[What you will do] You are to retype all of the data exactly as it appears.

[Entries provided]
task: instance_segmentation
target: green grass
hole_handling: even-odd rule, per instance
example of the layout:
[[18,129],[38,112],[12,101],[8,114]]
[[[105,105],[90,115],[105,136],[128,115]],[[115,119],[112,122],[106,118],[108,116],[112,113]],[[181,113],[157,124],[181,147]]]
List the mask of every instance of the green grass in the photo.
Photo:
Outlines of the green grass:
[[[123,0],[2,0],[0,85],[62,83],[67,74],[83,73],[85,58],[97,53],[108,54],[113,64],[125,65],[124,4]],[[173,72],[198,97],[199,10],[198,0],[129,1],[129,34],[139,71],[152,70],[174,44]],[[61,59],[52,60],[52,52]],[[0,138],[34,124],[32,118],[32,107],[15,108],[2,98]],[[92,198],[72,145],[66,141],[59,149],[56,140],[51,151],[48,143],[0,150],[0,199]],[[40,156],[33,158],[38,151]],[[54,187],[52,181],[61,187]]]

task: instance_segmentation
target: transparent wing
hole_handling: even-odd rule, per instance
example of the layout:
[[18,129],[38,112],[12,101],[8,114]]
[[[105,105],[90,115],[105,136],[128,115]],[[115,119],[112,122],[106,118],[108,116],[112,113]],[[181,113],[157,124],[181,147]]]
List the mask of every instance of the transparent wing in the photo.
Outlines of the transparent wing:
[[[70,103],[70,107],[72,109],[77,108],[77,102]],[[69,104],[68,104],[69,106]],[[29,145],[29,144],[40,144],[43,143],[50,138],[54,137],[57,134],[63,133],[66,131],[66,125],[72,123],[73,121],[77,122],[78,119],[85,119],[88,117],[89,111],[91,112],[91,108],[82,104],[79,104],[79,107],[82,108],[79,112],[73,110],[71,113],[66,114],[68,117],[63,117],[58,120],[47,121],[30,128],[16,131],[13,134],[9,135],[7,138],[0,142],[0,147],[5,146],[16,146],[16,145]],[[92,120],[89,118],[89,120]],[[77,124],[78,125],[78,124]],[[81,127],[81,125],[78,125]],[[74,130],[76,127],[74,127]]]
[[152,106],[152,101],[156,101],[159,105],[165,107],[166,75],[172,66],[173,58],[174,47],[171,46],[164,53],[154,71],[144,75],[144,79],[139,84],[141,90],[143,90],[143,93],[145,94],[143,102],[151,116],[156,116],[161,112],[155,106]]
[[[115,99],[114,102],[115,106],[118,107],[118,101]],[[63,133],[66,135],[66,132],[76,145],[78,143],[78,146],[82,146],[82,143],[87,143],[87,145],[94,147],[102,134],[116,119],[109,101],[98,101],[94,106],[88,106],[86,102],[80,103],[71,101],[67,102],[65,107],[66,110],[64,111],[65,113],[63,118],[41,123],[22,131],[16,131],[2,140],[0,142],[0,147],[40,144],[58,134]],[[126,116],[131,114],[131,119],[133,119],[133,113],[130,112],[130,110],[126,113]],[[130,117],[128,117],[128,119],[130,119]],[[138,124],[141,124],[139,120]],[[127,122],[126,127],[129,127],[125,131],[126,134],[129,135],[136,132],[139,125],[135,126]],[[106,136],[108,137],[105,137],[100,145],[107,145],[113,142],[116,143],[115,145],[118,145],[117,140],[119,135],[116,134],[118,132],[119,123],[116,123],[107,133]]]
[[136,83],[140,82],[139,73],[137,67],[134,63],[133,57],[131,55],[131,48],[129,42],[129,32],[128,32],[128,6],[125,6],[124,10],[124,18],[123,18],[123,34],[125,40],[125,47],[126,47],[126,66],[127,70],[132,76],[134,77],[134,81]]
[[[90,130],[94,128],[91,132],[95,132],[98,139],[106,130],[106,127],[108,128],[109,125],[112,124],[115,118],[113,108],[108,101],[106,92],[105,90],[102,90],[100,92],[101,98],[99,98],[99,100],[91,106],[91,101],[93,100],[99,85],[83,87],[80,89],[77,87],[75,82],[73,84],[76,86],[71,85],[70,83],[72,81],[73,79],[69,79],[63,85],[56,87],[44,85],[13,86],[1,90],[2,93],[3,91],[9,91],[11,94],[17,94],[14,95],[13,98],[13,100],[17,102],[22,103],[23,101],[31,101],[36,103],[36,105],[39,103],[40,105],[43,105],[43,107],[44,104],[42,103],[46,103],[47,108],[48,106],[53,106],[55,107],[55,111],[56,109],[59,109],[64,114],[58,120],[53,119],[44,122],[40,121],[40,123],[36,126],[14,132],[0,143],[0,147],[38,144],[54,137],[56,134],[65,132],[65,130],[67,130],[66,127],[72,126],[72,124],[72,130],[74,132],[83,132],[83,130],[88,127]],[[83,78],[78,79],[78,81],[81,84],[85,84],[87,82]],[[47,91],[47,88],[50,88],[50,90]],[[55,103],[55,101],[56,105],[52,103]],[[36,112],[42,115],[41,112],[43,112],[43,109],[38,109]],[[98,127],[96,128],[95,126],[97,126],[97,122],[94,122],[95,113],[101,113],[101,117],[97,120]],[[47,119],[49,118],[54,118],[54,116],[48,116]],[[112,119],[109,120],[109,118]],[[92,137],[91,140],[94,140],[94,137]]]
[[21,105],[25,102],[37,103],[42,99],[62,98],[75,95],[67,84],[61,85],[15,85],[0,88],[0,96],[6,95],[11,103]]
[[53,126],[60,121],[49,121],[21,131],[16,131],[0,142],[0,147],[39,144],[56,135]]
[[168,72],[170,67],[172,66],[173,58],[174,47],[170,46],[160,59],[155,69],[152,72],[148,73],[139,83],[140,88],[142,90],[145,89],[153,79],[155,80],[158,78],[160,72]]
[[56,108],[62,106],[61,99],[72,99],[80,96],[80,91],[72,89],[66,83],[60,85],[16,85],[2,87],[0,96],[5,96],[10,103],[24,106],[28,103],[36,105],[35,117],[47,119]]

[Response area]
task: instance_segmentation
target: green grass
hole_handling: even-odd rule, per instance
example of the layout:
[[18,129],[38,112],[12,101],[8,114]]
[[[105,105],[90,115],[105,136],[128,115]],[[115,119],[112,122],[106,118],[108,116],[112,113]],[[181,113],[157,124],[181,147]]]
List the mask of every instance of the green grass in the photo.
Photo:
Outlines of the green grass:
[[[123,0],[2,0],[0,85],[62,83],[67,74],[83,73],[85,58],[97,53],[108,54],[113,64],[125,65],[124,4]],[[173,72],[198,97],[199,10],[198,0],[129,1],[129,34],[139,71],[152,70],[174,44]],[[61,59],[52,60],[52,52]],[[0,138],[34,124],[32,118],[32,107],[15,108],[2,98]],[[92,198],[72,145],[66,141],[59,149],[56,140],[51,151],[48,143],[0,150],[0,199]],[[40,156],[33,158],[38,151]],[[54,187],[52,181],[61,187]]]

task: instance_segmentation
target: transparent wing
hole_handling: even-odd rule, per instance
example of the layout:
[[18,129],[38,112],[12,101],[8,114]]
[[[105,105],[90,115],[105,136],[128,115]],[[115,119],[112,122],[106,118],[108,116],[112,113]],[[181,113],[157,124],[181,147]]]
List the mask of every instance of the transparent wing in the photo.
Outlines of the transparent wing:
[[[70,103],[70,107],[72,109],[77,108],[77,102]],[[69,104],[68,104],[69,106]],[[29,145],[29,144],[40,144],[43,143],[50,138],[54,137],[57,134],[63,133],[66,131],[66,125],[72,123],[73,121],[77,122],[78,119],[85,119],[88,117],[89,111],[91,112],[91,108],[82,104],[79,104],[79,107],[82,108],[79,112],[73,110],[71,113],[66,114],[68,117],[63,117],[58,120],[47,121],[30,128],[16,131],[13,134],[9,135],[7,138],[0,142],[0,147],[5,146],[16,146],[16,145]],[[92,120],[89,118],[89,120]],[[77,124],[78,125],[78,124]],[[81,127],[81,125],[78,125]],[[74,130],[76,127],[74,127]]]
[[152,106],[152,101],[156,101],[159,105],[165,107],[166,75],[172,66],[173,58],[174,47],[171,46],[164,53],[154,71],[144,75],[144,79],[139,84],[141,90],[143,90],[143,93],[145,94],[143,102],[151,116],[156,116],[161,112],[155,106]]
[[[115,99],[114,102],[115,106],[118,107],[118,101]],[[63,133],[66,135],[66,132],[76,145],[78,143],[78,146],[82,146],[82,143],[87,143],[87,145],[94,147],[102,134],[116,119],[109,101],[98,101],[94,106],[88,106],[86,102],[80,103],[71,101],[67,102],[65,107],[66,110],[64,111],[65,113],[63,118],[41,123],[22,131],[16,131],[2,140],[0,142],[0,147],[40,144],[58,134]],[[126,116],[131,114],[131,119],[133,119],[133,113],[130,112],[130,110],[126,113]],[[130,117],[128,117],[128,119],[130,119]],[[138,124],[141,124],[139,120]],[[127,122],[126,127],[129,127],[125,131],[126,134],[129,135],[136,132],[139,125],[135,126]],[[106,136],[108,137],[105,137],[100,145],[107,145],[113,142],[116,143],[115,145],[118,145],[117,140],[119,135],[116,134],[118,132],[119,123],[116,123],[107,133]]]
[[136,83],[140,82],[139,73],[137,67],[134,63],[133,57],[131,55],[131,48],[129,42],[129,32],[128,32],[128,6],[125,6],[124,10],[124,18],[123,18],[123,34],[125,40],[125,47],[126,47],[126,66],[127,70],[132,76],[134,77],[134,81]]
[[[90,130],[94,128],[91,132],[95,132],[98,139],[106,130],[106,127],[108,128],[109,125],[112,124],[115,118],[113,108],[108,101],[106,92],[105,90],[102,90],[100,92],[101,98],[99,98],[99,100],[91,106],[91,101],[93,100],[99,85],[83,87],[80,89],[77,87],[75,82],[73,84],[76,86],[71,85],[70,83],[72,81],[73,79],[69,79],[63,85],[56,87],[44,85],[13,86],[1,90],[2,93],[3,91],[9,91],[11,94],[17,94],[14,95],[13,98],[13,100],[17,102],[22,103],[23,101],[31,101],[36,103],[36,105],[39,103],[40,105],[43,105],[43,107],[44,104],[42,103],[46,103],[47,108],[48,106],[53,106],[55,107],[55,111],[56,109],[59,109],[64,114],[58,120],[53,119],[44,122],[40,121],[40,123],[36,126],[14,132],[0,143],[0,147],[38,144],[54,137],[56,134],[65,132],[65,130],[67,130],[66,127],[72,126],[72,124],[72,130],[74,132],[83,132],[83,130],[88,127]],[[83,78],[78,79],[78,81],[81,84],[85,84],[87,82]],[[47,91],[47,88],[50,88],[50,90]],[[55,103],[55,101],[56,105],[52,103]],[[36,112],[42,115],[41,112],[43,112],[43,109],[38,109]],[[98,127],[96,128],[95,126],[97,126],[97,122],[94,122],[95,113],[101,113],[101,117],[97,120]],[[47,119],[49,118],[54,118],[54,116],[48,116]],[[112,119],[109,120],[109,118]],[[92,137],[91,140],[94,140],[94,137]]]
[[21,105],[25,102],[37,103],[42,99],[62,98],[75,95],[67,84],[61,85],[15,85],[0,88],[0,96],[6,95],[11,103]]
[[53,126],[60,121],[49,121],[21,131],[16,131],[0,142],[0,147],[39,144],[56,135]]
[[168,72],[170,67],[172,66],[173,58],[174,47],[170,46],[160,59],[155,69],[152,72],[148,73],[139,83],[140,88],[142,90],[145,89],[153,79],[155,80],[158,78],[160,72]]
[[56,108],[62,106],[61,99],[72,99],[80,96],[80,91],[72,89],[66,83],[60,85],[16,85],[2,87],[0,96],[5,96],[10,103],[24,106],[28,103],[36,105],[35,117],[47,119]]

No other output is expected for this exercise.